### [EXERCISE]
Retype the whole listing, please, keeping every line exact and dropping the pictures.

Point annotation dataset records
----------
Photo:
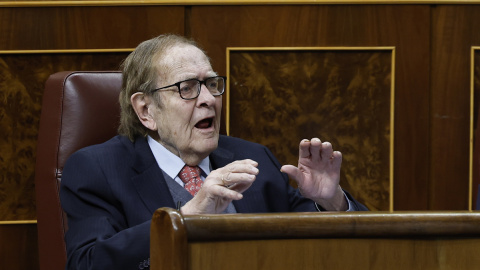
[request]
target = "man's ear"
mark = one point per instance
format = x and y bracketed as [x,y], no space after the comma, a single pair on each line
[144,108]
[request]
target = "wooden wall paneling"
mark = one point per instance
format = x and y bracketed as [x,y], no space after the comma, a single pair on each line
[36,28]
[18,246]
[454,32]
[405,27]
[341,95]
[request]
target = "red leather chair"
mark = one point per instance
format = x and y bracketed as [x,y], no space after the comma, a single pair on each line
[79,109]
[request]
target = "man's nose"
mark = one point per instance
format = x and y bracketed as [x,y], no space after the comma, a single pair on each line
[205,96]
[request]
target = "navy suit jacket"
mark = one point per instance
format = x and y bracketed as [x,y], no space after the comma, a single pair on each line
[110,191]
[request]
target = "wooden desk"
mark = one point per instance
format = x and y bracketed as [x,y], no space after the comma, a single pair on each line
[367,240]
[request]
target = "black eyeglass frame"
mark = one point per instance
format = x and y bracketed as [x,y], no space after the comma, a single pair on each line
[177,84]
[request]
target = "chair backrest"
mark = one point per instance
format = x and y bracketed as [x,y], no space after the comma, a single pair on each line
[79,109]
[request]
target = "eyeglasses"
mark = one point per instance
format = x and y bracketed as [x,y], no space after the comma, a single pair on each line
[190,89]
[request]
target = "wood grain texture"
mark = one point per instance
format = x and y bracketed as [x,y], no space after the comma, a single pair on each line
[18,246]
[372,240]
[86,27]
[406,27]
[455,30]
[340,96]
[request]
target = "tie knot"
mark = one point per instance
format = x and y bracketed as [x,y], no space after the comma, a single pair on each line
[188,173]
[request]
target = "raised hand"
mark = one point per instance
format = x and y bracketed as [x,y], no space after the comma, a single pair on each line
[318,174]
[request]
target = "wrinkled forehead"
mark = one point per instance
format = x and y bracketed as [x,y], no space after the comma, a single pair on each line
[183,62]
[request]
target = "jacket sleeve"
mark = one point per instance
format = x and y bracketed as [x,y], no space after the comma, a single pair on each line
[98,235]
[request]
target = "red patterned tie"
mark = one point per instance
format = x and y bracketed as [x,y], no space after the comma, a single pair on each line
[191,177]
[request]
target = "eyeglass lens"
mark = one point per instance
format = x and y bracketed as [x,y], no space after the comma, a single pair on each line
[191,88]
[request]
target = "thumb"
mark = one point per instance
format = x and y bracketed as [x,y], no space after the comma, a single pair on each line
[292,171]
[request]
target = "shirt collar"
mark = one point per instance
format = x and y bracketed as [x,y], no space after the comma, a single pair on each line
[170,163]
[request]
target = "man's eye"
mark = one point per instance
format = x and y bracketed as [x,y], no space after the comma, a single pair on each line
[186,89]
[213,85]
----------
### [RESPONSE TO THE TASK]
Photo:
[request]
target = "man's ear"
mark = one point per instance
format = x and y bracketed as [x,y], no space after the comma, a single pair on each line
[144,108]
[request]
target = "wooden wall paneling"
mark = one point per instance
format = x and y bracketed as [x,y], no space after the comma, a single pair on each line
[36,28]
[18,246]
[454,32]
[405,27]
[341,95]
[request]
target = "red leather chair"
mark = one point per instance
format = x and y bracketed as [x,y], no space after the comma, a single pair on each line
[79,109]
[request]
target = "man's nose"
mark = one point per instance
format = x and y bracketed as [x,y], no space after the comma, a single pair on each line
[205,96]
[request]
target = "navy suit jacket"
mark = one point per instance
format = x and y bracketed as [x,y], no space after the comma, a single pair on each line
[110,191]
[request]
target = "wooden desk"
mark = one point per instance
format = x and y bracketed as [x,y], no space after the comma, a single pair on each line
[367,240]
[request]
target = "black eyeglass frame"
mark = one point per instance
format = x and y bracketed as [x,y], no space after the comma, a single pair on each line
[177,84]
[request]
target = "chair backrest"
mark = one point per instance
format = x and y bracketed as [x,y], no space after the comma, a single pair on each line
[79,109]
[request]
target = "eyeglasses"
mark = one point per instance
format = x and y bracketed as [x,y], no space after the comma, a single pair on each line
[190,89]
[request]
target = "wood grain texture"
mark = one point per instance
format = x and y bracketed as [x,y], no space after the comma, a single pair on each line
[18,246]
[372,240]
[86,27]
[406,27]
[455,30]
[340,96]
[request]
target = "tie knot"
mark = one point per instance
format = x and y bracketed as [x,y], no space after the comma, a single pair on each line
[188,173]
[request]
target = "raised hand"
mark = one point per instance
format = x and y bracketed as [x,y], no space after the comma, a single pair on each line
[318,174]
[request]
target = "wrinkled forehead"
mark = one point per instance
format = x and y bracketed as [x,y], no space after the comma, a single pair on each line
[183,62]
[request]
target = "jacket sleeve"
mark = one point per instance
format = x and y bracketed as [x,y], no space after the comma, a single pair on each line
[98,235]
[request]
target = "red patterned tie"
mark = one point per instance
format = x and y bracketed as [x,y], no space after the comma, a single pair on each line
[191,177]
[request]
target = "eyeglass lens"
mark = one point per instance
format = x and y bracketed as [x,y], no space after the comma, a single pair on each line
[191,88]
[request]
target = "thumb"
mark = one point per instance
format = x and y bracketed as [x,y], no space after the comma, a single pair on each line
[292,171]
[request]
target = "shirt collar"
mark = one point per instance
format = x and y bracketed as [x,y], no space after the comma, a single pair on each line
[170,163]
[request]
target = "man's eye"
mark = one point per instance
format = x and y bracketed as [x,y], no space after the comma, a single pair on each line
[186,89]
[213,85]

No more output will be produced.